▶ _WHAT THE TASK REQUIRES_:
Word for word, transcribe the data below.

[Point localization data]
________________________

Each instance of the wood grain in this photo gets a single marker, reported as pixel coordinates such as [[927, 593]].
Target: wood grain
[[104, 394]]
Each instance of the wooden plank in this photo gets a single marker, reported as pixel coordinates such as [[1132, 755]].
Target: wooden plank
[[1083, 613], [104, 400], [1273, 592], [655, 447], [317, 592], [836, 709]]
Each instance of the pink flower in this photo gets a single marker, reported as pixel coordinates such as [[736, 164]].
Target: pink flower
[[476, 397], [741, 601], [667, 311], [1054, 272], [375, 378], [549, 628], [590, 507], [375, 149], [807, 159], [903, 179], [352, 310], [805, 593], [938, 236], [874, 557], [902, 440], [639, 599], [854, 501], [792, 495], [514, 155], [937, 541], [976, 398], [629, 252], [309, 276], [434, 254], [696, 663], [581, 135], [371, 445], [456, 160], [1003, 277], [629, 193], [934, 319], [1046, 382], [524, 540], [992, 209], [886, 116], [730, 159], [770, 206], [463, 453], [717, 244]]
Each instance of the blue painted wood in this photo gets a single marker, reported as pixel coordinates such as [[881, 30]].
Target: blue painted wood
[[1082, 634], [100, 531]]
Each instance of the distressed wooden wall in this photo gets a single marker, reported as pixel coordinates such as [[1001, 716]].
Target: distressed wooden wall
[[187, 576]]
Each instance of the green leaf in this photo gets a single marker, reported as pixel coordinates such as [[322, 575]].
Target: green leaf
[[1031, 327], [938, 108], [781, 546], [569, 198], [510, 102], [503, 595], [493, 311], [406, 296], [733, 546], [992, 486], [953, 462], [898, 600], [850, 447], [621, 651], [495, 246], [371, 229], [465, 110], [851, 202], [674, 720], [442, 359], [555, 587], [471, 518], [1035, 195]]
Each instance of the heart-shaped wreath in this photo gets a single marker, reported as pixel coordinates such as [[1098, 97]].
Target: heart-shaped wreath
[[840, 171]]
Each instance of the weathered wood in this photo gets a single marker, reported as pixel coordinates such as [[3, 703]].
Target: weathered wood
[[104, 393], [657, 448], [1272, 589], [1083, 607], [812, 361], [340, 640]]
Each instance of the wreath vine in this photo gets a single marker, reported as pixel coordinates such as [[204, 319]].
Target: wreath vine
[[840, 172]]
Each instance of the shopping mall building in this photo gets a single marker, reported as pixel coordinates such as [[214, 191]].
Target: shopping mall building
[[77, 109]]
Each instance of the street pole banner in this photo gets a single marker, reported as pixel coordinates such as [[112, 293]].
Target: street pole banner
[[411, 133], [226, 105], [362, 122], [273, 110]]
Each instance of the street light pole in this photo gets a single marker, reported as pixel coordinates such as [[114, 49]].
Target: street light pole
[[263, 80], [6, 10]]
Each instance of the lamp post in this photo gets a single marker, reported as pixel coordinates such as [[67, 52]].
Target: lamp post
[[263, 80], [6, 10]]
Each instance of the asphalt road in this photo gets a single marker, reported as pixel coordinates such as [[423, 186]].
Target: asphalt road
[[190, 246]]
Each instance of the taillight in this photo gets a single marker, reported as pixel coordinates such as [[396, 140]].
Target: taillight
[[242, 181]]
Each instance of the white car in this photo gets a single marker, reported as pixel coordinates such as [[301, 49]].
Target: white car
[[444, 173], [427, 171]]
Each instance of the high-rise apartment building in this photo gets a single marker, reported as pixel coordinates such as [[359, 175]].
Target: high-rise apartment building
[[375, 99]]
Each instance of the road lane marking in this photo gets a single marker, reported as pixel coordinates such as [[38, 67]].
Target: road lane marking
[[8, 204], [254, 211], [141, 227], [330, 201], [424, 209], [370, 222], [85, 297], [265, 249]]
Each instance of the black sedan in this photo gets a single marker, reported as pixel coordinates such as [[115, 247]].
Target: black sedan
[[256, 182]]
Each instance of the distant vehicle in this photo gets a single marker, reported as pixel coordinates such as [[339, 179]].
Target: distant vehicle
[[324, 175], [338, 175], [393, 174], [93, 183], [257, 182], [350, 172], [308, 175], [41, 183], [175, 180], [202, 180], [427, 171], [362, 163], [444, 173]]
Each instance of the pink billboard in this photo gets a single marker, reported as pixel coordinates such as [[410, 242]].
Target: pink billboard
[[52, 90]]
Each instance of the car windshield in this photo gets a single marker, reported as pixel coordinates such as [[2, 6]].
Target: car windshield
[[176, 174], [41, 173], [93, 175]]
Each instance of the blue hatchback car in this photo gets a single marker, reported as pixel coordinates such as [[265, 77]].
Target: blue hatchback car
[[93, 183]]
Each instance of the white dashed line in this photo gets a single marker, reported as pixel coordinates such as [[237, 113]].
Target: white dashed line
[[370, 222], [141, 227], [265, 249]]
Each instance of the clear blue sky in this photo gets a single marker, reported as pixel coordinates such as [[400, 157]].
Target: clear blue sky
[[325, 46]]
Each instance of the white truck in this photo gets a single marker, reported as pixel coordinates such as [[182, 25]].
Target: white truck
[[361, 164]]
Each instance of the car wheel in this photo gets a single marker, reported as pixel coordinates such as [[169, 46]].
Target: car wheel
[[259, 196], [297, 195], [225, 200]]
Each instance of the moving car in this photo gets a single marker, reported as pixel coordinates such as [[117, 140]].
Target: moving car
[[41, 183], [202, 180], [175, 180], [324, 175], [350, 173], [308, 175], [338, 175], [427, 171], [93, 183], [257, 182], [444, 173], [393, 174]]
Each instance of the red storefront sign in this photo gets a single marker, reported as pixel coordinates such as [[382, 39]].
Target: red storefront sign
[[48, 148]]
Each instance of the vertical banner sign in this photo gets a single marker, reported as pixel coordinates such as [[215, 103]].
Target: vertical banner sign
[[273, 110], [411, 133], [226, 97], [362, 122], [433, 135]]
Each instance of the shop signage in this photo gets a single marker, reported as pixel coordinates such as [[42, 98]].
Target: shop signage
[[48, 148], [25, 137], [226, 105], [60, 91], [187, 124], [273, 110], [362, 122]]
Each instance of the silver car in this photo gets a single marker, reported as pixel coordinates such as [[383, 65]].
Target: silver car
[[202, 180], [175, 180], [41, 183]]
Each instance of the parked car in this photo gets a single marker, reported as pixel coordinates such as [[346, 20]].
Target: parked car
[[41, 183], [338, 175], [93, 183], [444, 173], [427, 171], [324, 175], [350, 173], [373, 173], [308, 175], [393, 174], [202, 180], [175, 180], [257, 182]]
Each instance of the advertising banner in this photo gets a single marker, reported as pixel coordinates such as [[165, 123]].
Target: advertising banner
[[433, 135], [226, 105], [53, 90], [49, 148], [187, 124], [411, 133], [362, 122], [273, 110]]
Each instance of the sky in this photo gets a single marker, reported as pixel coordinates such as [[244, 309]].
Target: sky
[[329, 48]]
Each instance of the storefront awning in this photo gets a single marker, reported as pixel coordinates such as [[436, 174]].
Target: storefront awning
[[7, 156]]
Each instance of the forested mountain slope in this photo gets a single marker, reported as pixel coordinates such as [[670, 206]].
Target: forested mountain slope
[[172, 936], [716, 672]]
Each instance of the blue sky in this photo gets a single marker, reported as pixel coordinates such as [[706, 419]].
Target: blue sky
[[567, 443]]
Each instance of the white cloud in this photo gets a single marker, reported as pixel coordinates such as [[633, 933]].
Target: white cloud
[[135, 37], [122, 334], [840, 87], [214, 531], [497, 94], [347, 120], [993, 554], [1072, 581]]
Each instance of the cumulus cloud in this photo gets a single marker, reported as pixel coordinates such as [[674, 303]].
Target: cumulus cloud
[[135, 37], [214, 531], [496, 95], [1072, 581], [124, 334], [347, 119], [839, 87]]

________________________

▶ _ANSWER TO THE PROBLEM_:
Each instance of the wood grain in this photo gets a single marker, reported as pixel coordinates such as [[927, 593]].
Target: wood grain
[[104, 394]]
Each instance of the wooden plank in this photo gets a single marker, reported as pixel coordinates such as [[1132, 755]].
Target: wooden plank
[[1083, 613], [104, 400], [1273, 592], [655, 447], [317, 592], [836, 709]]
Each instance of the pink flower in this photo gets a single marker, reported as pixel coordinates such as [[736, 164]].
Target: pink flower
[[476, 397], [741, 601], [667, 311], [1054, 272], [375, 378], [549, 628], [590, 507], [375, 149], [807, 159], [903, 179], [352, 310], [805, 593], [938, 236], [874, 557], [902, 440], [639, 599], [854, 501], [792, 495], [514, 155], [937, 541], [976, 398], [629, 252], [309, 276], [434, 254], [696, 663], [581, 135], [371, 445], [456, 160], [1003, 277], [629, 193], [934, 319], [1046, 382], [524, 540], [992, 209], [886, 116], [730, 159], [770, 206], [463, 453], [717, 244]]
Each instance of the blue painted wood in this photo gets a single marker, reported as pixel coordinates such as [[881, 30]].
Target: blue painted wood
[[1082, 634], [100, 531]]
Each instance of the distressed wooden wall in this photo gets a single marker, reported as pixel coordinates such as [[1001, 716]].
Target: distressed wooden wall
[[187, 576]]
Each instance of the green leaf in this photo gets a single marker, reported as pixel coordinates such as [[322, 575]].
Target: green leaf
[[1031, 327], [938, 108], [781, 546], [569, 198], [510, 102], [503, 595], [493, 311], [406, 296], [733, 546], [992, 486], [953, 462], [898, 600], [850, 447], [621, 651], [495, 246], [371, 229], [465, 110], [851, 202], [674, 720], [442, 359], [555, 587], [471, 518], [1035, 195]]
Each instance of the heart-shaped wreath in this photo gets a single marker, reported as pixel coordinates such as [[1098, 97]].
Target: heart-shaped wreath
[[840, 171]]
Each instance of the weathered wood in this photo gets a single marker, reported as pixel coordinates such as [[3, 703]].
Target: weathered wood
[[104, 393], [657, 448], [1272, 589], [1083, 607], [812, 361], [340, 640]]
Each instance of the wreath vine in this photo gets a single marker, reported as pixel coordinates such as [[204, 319]].
Target: wreath vine
[[840, 172]]
Each instance of the shopping mall building in this photo gets a single marker, reported as pixel coordinates such as [[214, 191]].
Target: shopping mall building
[[77, 109]]
Each instance of the street pole banner in this photo gets a single marker, reported as pixel coordinates such as [[112, 293]].
Target: street pole banner
[[411, 133], [226, 105], [362, 122], [273, 110]]
Each instance of the street light pole in this photo gets a single marker, reported as pixel coordinates such as [[114, 49]].
Target: street light pole
[[263, 80], [6, 10]]
Each instance of the lamp post in this photo gets a single marker, reported as pixel coordinates such as [[67, 52]].
Target: lamp post
[[263, 80], [6, 10]]
Each instance of the asphalt road in this photo gets a single marker, reported as pixel coordinates such as [[423, 186]].
Target: asphalt road
[[190, 246]]
Each instance of the taillight in this photo gets a single marker, reported as pixel coordinates such as [[396, 140]].
Target: taillight
[[242, 181]]
Each instance of the white car in this photo gets a single marker, reported as pixel coordinates such as [[301, 49]].
Target: white car
[[444, 173], [427, 171]]
Each instance of the high-rise apartment building in this photo gets a single marker, reported as pixel coordinates such as [[359, 175]].
Target: high-rise apartment building
[[375, 99]]
Each instance of the road lane marking in this photo gets a single marker, reported as pixel coordinates such as [[38, 67]].
Target: road lane marking
[[8, 204], [254, 211], [141, 227], [330, 201], [424, 209], [370, 222], [85, 297], [265, 249]]
Each instance of the black sedan in this photo gets a single marker, reported as pixel coordinates such as [[115, 247]].
Target: black sedan
[[256, 182]]
Each instance of the distant vehicle in this photo gets a single marker, reported as pixel coordinates such as [[339, 179]].
Target: distant vehicle
[[324, 175], [338, 175], [393, 174], [93, 183], [257, 182], [350, 172], [308, 175], [41, 183], [175, 180], [202, 180], [427, 171], [362, 163], [444, 173]]
Each instance of the pink billboard in this photo gets a single marker, reported as pixel coordinates such as [[410, 242]].
Target: pink billboard
[[52, 90]]
Each instance of the car windshield in this photo gets a single marker, reported as pixel coordinates such as [[2, 6]].
Target: car windshield
[[176, 174], [41, 173], [93, 175]]
Each instance of the blue hatchback car in this photo gets a single marker, reported as pixel coordinates such as [[265, 77]].
Target: blue hatchback car
[[93, 183]]
Each instance of the white dashed line in this photo gets a single marker, reported as pixel coordinates such as [[237, 113]].
Target: white dashed line
[[370, 222], [141, 227], [265, 249]]
Each instance of the clear blue sky in this photo gets a single marker, reported as pixel coordinates such as [[400, 157]].
Target: clear blue sky
[[325, 46]]
Each instance of the white truck in this photo gets a single marker, reported as pixel coordinates such as [[182, 25]].
Target: white truck
[[361, 164]]
Each instance of the car wheel in this photo gets a single marker, reported as pixel coordinates such as [[169, 46]].
Target: car wheel
[[259, 196], [297, 195], [225, 200]]
Each instance of the moving car in this photo gets a single marker, reported as pixel coordinates such as [[117, 140]].
Target: moving car
[[41, 183], [202, 180], [175, 180], [324, 175], [350, 173], [308, 175], [338, 175], [427, 171], [93, 183], [257, 182], [444, 173], [393, 174]]
Each instance of the red storefront sign in this photo gets a single marker, reported as pixel coordinates such as [[382, 39]].
Target: red storefront sign
[[48, 148]]
Each instance of the vertical banner sign in this photo gets a single marker, reported as pixel coordinates such as [[215, 103]].
Target: vertical banner sign
[[273, 110], [411, 133], [226, 97], [362, 122], [433, 135]]
Each instance of the shop signage in this photo gets a single marker, reported as pixel coordinates such as [[42, 98]].
Target: shop signage
[[48, 148], [25, 137], [226, 105], [60, 91], [187, 124], [273, 110], [362, 122]]
Each instance of the silver car in this photo gets a single marker, reported as pixel coordinates such as [[383, 65]].
Target: silver car
[[202, 180], [175, 180], [41, 183]]
Each instance of the parked car in this photo gets a single marker, reported as pixel coordinates such as [[346, 20]].
Target: parked car
[[41, 183], [338, 175], [93, 183], [444, 173], [427, 171], [324, 175], [350, 173], [373, 173], [308, 175], [393, 174], [202, 180], [175, 180], [257, 182]]
Each instance of the advertising banner in this photo gets a single marker, reported as pixel coordinates such as [[165, 123]].
Target: advertising banner
[[433, 135], [226, 105], [53, 90], [49, 148], [187, 124], [411, 133], [362, 122], [273, 110]]
Each instance of the sky in this photo gets a single marker, reported as pixel coordinates such as [[244, 309]].
Target: sky
[[329, 48]]
Each instance of the storefront awning in this photo gets a single marker, reported as pixel coordinates such as [[436, 174]].
Target: storefront awning
[[7, 156]]
Each instance of the forested mountain slope in this photo gets a single marker, reported as pixel coordinates such as [[670, 206]].
Target: forested mountain slope
[[172, 936], [716, 672]]
Each instance of the blue sky in this photo gets a single marker, reported as pixel coordinates such as [[706, 419]].
Target: blue sky
[[567, 443]]
Each instance of the white cloud in this photo gets a single marker, reported as pixel coordinates such as [[633, 933]].
Target: white cloud
[[135, 37], [122, 334], [840, 87], [214, 531], [497, 94], [347, 120], [993, 554], [1072, 581]]
Each instance of the cumulus cloud in this photo gets a single marker, reported as pixel coordinates such as [[674, 303]].
Target: cumulus cloud
[[135, 37], [214, 531], [496, 95], [1072, 581], [124, 334], [347, 119], [839, 87]]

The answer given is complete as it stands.